= PAGE =
+ + + +
Section 11. Supplemental Cash Payments. Subject to the Committee’s discretion, Award Agreements may provide for the payment by the Company of a supplemental cash payment after the exercise of a Stock Option or Stock Appreciation Right, at the time of payment of a Performance Unit or at the end of the restriction period of a Restricted Stock Award. Supplemental cash payments shall be subject to such terms and conditions as shall be provided by the Committee, provided that in no event shall the amount of each payment exceed:
 
(a) In the case of a Stock Option, the excess of the Fair Market Value of a share of Common Stock on the date of exercise over the option price multiplied by the number of shares for which such Stock Option is exercised, or
 
(b) In the case of a Stock Appreciation Right, Performance Unit or Restricted Stock Award, the value of the shares and other consideration issued in payment of such Award.
+ + + +
= INSTRUCTION 1 =
Edit the rows starting at the line containing "Task: locate the ushnisha" and ending at the line containing "pixel 550 629", changing "statue base" to "pedestal" and leaving everything else as it is. Return only those lines.
The rows have no connection to the section on supplemental cash payments.
+ + + +
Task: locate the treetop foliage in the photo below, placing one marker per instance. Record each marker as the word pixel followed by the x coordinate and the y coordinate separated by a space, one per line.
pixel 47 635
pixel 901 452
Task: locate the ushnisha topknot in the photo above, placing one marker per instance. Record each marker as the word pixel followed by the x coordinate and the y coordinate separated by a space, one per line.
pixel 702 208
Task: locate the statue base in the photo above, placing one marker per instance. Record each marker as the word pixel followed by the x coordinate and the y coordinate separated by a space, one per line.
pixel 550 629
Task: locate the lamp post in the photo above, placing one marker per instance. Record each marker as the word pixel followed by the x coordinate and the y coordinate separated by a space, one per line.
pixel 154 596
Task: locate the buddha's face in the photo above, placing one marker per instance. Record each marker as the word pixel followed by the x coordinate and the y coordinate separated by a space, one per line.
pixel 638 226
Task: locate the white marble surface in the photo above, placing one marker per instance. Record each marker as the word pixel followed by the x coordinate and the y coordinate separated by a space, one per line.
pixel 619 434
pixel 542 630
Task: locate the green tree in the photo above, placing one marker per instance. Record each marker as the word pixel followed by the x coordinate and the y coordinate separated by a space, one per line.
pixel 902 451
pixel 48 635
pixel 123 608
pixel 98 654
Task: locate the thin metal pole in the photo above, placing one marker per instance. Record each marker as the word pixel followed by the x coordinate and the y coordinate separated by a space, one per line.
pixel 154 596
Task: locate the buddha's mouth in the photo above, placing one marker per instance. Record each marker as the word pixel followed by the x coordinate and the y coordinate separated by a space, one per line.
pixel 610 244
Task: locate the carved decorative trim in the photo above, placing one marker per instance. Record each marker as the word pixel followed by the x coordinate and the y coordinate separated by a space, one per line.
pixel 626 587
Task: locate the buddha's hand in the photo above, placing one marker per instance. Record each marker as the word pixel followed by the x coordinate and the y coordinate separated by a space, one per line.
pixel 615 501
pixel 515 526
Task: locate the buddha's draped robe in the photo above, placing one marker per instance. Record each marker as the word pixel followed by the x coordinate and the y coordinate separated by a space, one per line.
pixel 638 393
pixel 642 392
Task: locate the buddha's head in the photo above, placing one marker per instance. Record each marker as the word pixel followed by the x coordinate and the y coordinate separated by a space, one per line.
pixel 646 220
+ + + +
= INSTRUCTION 2 =
Retype the part of the supplemental cash payments section starting at "(a) In the case" and ending at "of such Award.", character for character.

= FINISHED ANSWER 1 =
Task: locate the ushnisha topknot in the photo above, placing one marker per instance. Record each marker as the word pixel followed by the x coordinate and the y coordinate separated by a space, one per line.
pixel 702 208
Task: locate the pedestal in the photo above, placing one marker per instance. Record each marker as the word pixel followed by the x coordinate and the y coordinate separated by a space, one per line.
pixel 550 629

= FINISHED ANSWER 2 =
(a) In the case of a Stock Option, the excess of the Fair Market Value of a share of Common Stock on the date of exercise over the option price multiplied by the number of shares for which such Stock Option is exercised, or
 
(b) In the case of a Stock Appreciation Right, Performance Unit or Restricted Stock Award, the value of the shares and other consideration issued in payment of such Award.